(Exercise material begins)

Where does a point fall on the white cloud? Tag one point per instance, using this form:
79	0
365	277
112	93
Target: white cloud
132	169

(Exercise material ends)

▸ **What to do**
Your answer should be the records themselves, returned word for word.

▸ **The answer**
Where does a point fall on the white cloud? Tag one point per instance, using this form:
79	0
365	277
112	93
Target: white cloud
132	169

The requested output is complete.